* _Brano citato_
____

Questa nota e' un buon esempio di previsione errata e di come, cinque anni
dopo la fine della guerra, fosse difficilissimo immaginare la omologazione
(come la chiamera' Pasolini) che vent'anni piu' tardi sarebbe stata evidente
per tutti. Ricordo Delfino Insolera, che era ingegnere e molto attento a
quanto accadeva negli Stati Uniti, mostrare un pessimismo durissimo sulla
possibilita' di preservare alcuni caratteri essenziali dell'Italia del
passato sotto i colpi della industrializzazione e del consumismo. Allora e
per molti anni considerai quel punto di vista come una sorta di disfattismo,
molto frequente fra i materialisti a matrice positivistica, che si coniuga
facilmente con un "disperazionismo", forte o "debole", e con l'estetismo.
Nei quindici anni immediatamente successivi il ceto contadino sarebbe uscito
di scena, la "cultura operaia" si sarebbe rivelata inesistente, si sarebbero
rivelate egualmente inadeguate, nel corso degli anni Sessanta, tanto le
ipotesi (piu' internazionali che nazionali) di "accerchiamento della citta'
da parte delle campagne" quanto quella di una alterazione rivoluzionaria
degli equilibri sociali dovuta alla "fabbrica espansa".
*
Da pagina 83
Sulla Resistenza [1950]
Non e' stata data, e chissa' per quanti anni ancora non sara' data, una
interpretazione autentica della Resistenza e del 25 aprile 1945. Chissa' per
quanti anni continuera' a servire da esercizio di ipocrisia e di
patriottismo. Le mani dei compagni e dei parenti accenderanno i lumi sotto i
marmi dei paesi, mentre nelle citta' si inaugureranno ancora monumenti. Ma
nulla sara' vero finche' vivranno la falsita' e l'ingiustizia che tutti gli
uomini della Resistenza, anche quelli che non portavano fazzoletti rossi,
volevano uccidere con i fascisti e i tedeschi. Gli avversari stupiscono o
s'indignano che i partiti rivoluzionari abbiano, come loro dicono,
"monopolizzata" la Resistenza; ma che cosa ne avrebbero fatto, essi? Che
interpretazione ne avrebbero dato? Che senso avrebbero potuto proporre alla
guerra civile? Perche' guerra civile fu, e non solo guerra nazionale. Guerra
di scelte politiche, e percio' anche di classe. Non soltanto di bandiera.

____

* _Consegne dell'esercizio_
A - Secondo il brano citato, quale professione esercitava Delfino Insolera?
B - Prosegua il brano citato sulla Resistenza dall'ultima frase riportata.

(Materiale tratto da una raccolta)
____

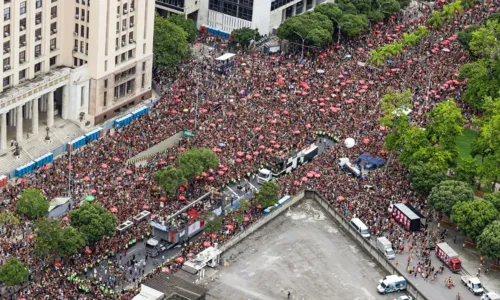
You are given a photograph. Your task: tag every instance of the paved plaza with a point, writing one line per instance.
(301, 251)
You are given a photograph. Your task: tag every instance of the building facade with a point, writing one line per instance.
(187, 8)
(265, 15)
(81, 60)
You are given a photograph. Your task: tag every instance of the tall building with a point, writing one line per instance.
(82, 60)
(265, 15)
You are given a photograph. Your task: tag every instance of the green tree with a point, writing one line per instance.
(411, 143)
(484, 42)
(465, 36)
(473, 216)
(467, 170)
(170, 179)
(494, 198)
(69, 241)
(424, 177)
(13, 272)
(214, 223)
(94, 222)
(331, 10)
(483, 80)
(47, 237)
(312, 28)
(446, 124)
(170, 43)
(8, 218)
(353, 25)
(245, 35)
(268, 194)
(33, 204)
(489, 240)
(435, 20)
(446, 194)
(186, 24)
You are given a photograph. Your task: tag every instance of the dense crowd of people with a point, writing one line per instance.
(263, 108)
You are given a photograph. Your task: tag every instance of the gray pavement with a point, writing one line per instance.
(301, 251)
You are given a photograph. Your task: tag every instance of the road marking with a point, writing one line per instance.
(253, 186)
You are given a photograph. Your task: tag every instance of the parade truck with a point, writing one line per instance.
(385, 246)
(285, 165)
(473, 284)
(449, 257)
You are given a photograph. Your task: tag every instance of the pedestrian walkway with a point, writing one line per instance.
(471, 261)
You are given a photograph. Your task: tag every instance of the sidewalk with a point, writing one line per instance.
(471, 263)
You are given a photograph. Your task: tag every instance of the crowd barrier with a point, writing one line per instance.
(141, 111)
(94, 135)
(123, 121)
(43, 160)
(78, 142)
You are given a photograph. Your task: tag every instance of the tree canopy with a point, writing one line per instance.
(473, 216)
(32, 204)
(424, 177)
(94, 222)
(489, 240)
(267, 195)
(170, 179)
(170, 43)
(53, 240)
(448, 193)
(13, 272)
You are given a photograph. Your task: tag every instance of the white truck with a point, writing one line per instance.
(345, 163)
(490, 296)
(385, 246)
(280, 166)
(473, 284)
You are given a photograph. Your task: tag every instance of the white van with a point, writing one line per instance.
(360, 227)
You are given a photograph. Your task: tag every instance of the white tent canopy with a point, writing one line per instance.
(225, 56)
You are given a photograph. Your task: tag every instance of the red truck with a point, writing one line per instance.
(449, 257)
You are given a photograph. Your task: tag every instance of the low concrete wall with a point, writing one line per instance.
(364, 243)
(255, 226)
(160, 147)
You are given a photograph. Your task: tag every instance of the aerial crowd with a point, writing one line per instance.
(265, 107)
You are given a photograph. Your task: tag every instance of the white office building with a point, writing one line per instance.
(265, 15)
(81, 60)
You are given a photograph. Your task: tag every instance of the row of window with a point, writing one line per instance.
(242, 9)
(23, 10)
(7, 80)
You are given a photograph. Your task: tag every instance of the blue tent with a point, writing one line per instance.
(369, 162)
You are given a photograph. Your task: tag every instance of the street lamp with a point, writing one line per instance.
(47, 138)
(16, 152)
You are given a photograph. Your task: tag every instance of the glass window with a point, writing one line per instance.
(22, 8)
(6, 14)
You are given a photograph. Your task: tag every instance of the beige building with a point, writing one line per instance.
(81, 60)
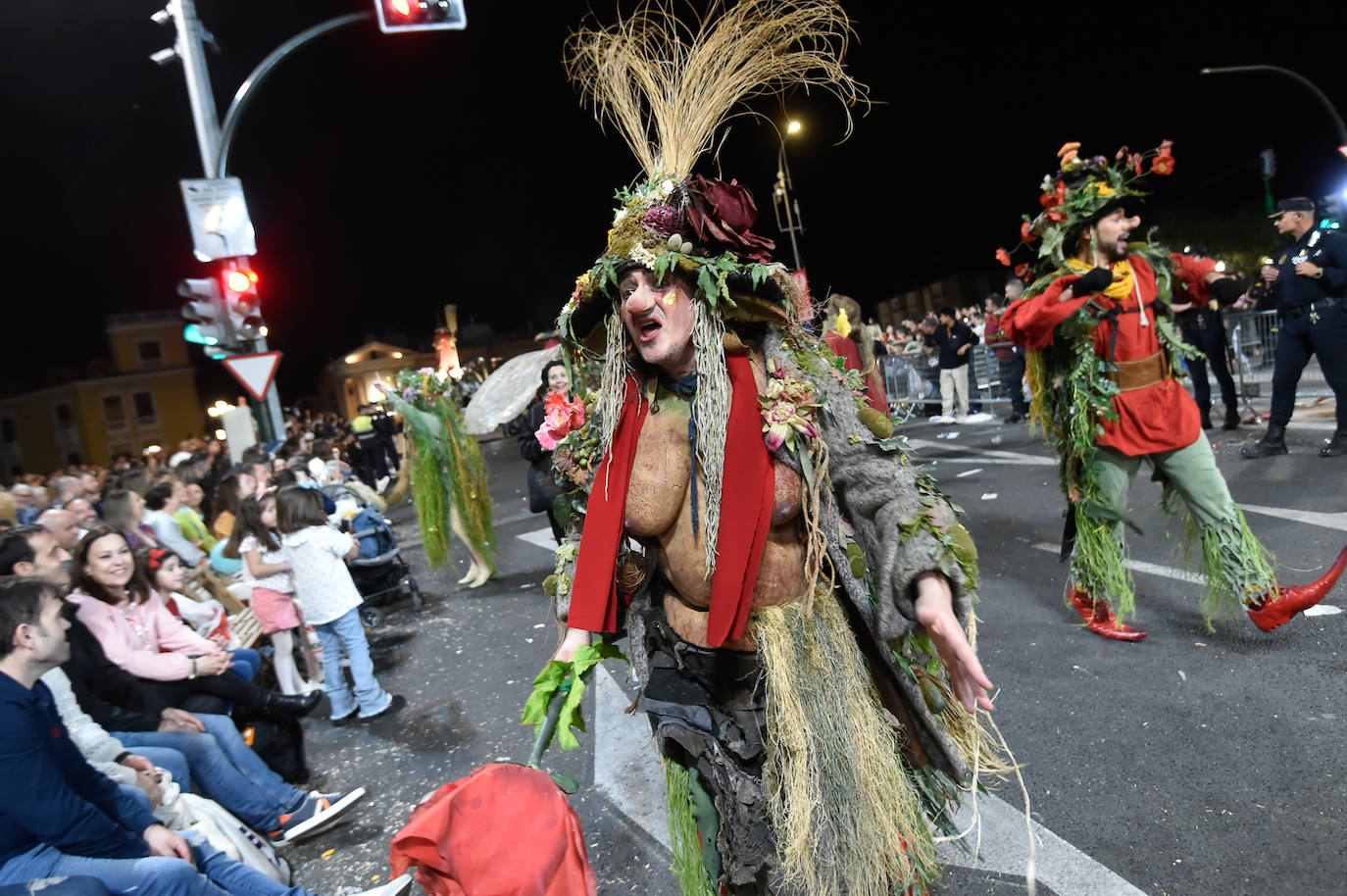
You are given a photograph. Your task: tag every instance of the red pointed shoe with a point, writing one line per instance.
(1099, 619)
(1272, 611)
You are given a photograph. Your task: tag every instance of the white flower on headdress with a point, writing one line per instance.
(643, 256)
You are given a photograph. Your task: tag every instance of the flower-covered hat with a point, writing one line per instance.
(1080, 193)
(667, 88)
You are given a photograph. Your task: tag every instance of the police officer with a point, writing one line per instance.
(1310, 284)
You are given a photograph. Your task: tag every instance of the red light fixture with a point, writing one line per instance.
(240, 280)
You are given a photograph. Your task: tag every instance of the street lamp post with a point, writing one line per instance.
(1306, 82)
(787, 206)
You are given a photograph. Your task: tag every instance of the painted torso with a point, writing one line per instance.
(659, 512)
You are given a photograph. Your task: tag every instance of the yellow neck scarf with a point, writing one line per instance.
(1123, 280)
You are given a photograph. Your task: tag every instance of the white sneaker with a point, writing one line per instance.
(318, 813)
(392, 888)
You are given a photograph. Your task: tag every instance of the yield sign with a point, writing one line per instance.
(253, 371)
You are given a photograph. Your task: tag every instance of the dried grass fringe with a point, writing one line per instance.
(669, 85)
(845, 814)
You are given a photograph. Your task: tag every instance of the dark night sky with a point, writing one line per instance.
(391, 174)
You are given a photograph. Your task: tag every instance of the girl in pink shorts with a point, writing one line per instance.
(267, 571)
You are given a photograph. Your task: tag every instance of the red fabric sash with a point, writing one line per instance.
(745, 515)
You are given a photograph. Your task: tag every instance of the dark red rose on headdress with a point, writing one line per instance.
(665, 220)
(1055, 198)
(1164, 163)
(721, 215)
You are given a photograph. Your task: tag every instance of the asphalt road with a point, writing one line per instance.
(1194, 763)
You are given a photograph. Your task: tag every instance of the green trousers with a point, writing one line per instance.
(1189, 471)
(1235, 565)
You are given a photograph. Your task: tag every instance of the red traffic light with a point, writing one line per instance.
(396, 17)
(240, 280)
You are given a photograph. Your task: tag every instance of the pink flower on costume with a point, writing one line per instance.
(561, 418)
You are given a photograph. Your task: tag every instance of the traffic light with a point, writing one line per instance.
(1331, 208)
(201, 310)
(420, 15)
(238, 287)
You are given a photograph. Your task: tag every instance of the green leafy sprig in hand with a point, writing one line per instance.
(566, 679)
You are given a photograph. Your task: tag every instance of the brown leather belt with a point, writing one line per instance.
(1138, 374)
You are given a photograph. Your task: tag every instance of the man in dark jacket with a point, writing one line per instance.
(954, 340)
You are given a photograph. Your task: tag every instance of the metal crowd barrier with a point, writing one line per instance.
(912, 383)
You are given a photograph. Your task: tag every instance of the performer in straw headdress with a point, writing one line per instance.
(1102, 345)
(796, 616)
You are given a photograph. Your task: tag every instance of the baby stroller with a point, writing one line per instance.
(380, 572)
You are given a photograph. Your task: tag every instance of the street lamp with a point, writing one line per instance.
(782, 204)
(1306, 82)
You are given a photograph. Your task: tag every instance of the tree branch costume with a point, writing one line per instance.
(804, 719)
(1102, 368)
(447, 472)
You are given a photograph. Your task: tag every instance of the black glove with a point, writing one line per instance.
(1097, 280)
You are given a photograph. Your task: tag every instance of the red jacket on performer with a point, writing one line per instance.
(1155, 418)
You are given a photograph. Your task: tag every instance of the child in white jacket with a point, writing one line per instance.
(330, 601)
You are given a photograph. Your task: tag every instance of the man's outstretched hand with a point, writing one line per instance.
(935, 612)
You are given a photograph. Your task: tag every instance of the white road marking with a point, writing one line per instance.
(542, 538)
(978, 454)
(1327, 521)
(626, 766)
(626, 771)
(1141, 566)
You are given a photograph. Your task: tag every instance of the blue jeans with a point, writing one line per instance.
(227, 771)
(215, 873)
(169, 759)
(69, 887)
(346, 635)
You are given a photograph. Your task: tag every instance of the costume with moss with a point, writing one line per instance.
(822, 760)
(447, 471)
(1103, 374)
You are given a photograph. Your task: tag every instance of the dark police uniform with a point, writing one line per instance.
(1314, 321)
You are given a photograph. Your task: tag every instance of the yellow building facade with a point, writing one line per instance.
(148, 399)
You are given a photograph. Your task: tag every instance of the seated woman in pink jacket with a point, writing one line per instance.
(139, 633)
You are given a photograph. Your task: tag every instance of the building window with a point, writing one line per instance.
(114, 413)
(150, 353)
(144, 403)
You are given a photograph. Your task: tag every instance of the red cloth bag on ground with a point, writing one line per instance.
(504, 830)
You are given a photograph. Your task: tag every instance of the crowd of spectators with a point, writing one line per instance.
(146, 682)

____

* _Risposte alle consegne_
A - Era ingegnere.

B -
Ecco perche' oggi, di quanti episodi furono fra l'otto settembre e il
venticinque aprile, quello che si dovrebbe meditare e' forse il piu'
sgradevole degli incerti: via Rasella. Qualcuno ha detto, a proposito degli
intellettuali che esaltavano il combattimento, ch'essi sono quasi sempre
altrove, quando taluno preme un grilletto. Ma qui, a noi che eravamo davvero
altrove, ci era permessa la parola.
Non c'era nulla da esaltare, infatti, nessun inno da sciogliere. Parole come
eroismo, come martirio, non facevano parte del lessico mentale dei nostri
compagni di via Rasella. C'era una cosa da compiere, una cosa in se' trista
come la bisogna del soldato vero, che ama la casa e la pace sua e degli
altri, non la strage; una volta compiuta quella bisogna, e si fosse scampata
la vita, restava (come a chiunque non fugga la propria memoria) una
eternita' di minuti per interpretare, ciascuno a sua misura,
quell'avvenimento, quella esplosione in una via di Roma, ma (vorrei dire)
quel qualsiasi episodio della resistenza, quel sabotaggio, quell'imboscata,
quell'esecuzione. E la "salvezza" o la "condanna" private di quei nostri
compagni sarebbero consistite appunto nelle interpretazioni da essi medesimi
via via offerte.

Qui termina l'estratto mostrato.